■ Dokumentauszug
□ □ □
Leitsatz (amtlich)
Das Gericht ist nicht gehalten, den auf Antrag einer Partei zur Erläuterung seines Gutachtens geladenen Sachverständigen, der am Erscheinen verhindert war, erneut zu laden, wenn es das Gutachten (zur Behauptung des Beklagten, sein Fahrzeug habe im Unfallzeitpunkt gestanden), nicht mehr für entscheidungserheblich hält (weil nur die Dauer der Standzeit erheblich sei, die durch ein Gutachten nicht zu klären ist).
Hat das Gericht dies der beweisbelasteten Partei rechtzeitig vor der mündlichen Verhandlung mitgeteilt und verhandelt die Partei, ohne zuvor einen erneuten Antrag auf Ladung des Sachverständigen zu stellen, so liegt darin ein schlüssiger Verzicht auf dessen Anhörung und die Partei kann im Berufungsverfahren keinen Verfahrensfehler des Erstgerichts geltend machen.
Verfahrensgang
LG Berlin (Aktenzeichen 58 O 91/08) |
Tenor
Der Senat beabsichtigt, die Berufung nach § 522 Abs. 2 Satz 1 ZPO durch Beschluss zurückzuweisen.
Gründe
Die Berufung hat keine Aussicht auf Erfolg, die Rechtssache hat keine grundsätzliche Bedeutung und die Fortbildung des Rechts oder die Sicherung einer einheitlichen Rechtsprechung erfordern keine Entscheidung des Berufungsgerichts, § 522 Abs. 2 Satz 1 ZPO.
Nach § 513 Abs. 1 ZPO kann die Berufung nur darauf gestützt werden, dass die angefochtene Entscheidung auf einer Rechtsverletzung (§ 546 ZPO) beruht oder die nach § 529 ZPO zugrunde zu legenden Tatsachen eine andere Entscheidung rechtfertigen.
Beides ist nicht der Fall.
□ □ □
■ Datensatzeinträge
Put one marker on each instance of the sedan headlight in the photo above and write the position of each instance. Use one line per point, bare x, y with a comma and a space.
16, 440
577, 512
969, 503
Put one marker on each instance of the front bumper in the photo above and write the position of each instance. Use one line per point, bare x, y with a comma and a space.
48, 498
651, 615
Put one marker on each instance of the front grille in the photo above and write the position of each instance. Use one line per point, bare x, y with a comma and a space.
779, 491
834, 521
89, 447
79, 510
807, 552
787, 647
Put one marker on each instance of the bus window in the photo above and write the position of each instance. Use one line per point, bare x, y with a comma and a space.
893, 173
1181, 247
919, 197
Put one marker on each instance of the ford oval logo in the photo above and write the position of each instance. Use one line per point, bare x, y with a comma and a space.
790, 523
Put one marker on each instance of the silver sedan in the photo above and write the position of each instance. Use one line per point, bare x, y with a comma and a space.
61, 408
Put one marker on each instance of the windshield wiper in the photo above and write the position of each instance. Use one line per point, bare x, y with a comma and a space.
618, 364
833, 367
□ □ □
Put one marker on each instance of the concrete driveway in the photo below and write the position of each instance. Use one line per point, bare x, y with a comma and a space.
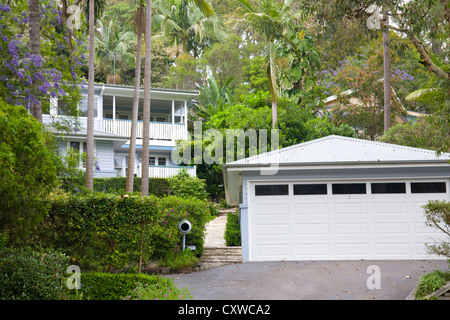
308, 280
□ □ □
■ Aufgabenübersicht
A - Prüfen Sie, ob die folgenden Aussagen mit dem Dokumentauszug übereinstimmen, und belegen Sie jede Antwort (Ja oder Nein) mit den entscheidenden Worten des Dokumentauszugs im genauen Wortlaut: (i) Der Senat beabsichtigt, die Berufung durch Urteil zurückzuweisen. (ii) Das Verfahren stammt vom LG Berlin mit dem Aktenzeichen 58 O 91/08. (iii) Laut Leitsatz muss das Gericht den verhinderten Sachverständigen in jedem Fall erneut laden.
B - Geben Sie einen Abschnitt des Dokumentauszugs wortgetreu aus. Setzen Sie bei den Worten „Leitsatz (amtlich)“ an und enden Sie nach „zu klären ist).“.

■ Lösungen der Aufgaben
A -
(i) Nein: „Der Senat beabsichtigt, die Berufung nach § 522 Abs. 2 Satz 1 ZPO durch Beschluss zurückzuweisen.“
(ii) Ja: „LG Berlin (Aktenzeichen 58 O 91/08)“
(iii) Nein: „Das Gericht ist nicht gehalten, den auf Antrag einer Partei zur Erläuterung seines Gutachtens geladenen Sachverständigen, der am Erscheinen verhindert war, erneut zu laden“

B -
Leitsatz (amtlich)
Das Gericht ist nicht gehalten, den auf Antrag einer Partei zur Erläuterung seines Gutachtens geladenen Sachverständigen, der am Erscheinen verhindert war, erneut zu laden, wenn es das Gutachten (zur Behauptung des Beklagten, sein Fahrzeug habe im Unfallzeitpunkt gestanden), nicht mehr für entscheidungserheblich hält (weil nur die Dauer der Standzeit erheblich sei, die durch ein Gutachten nicht zu klären ist).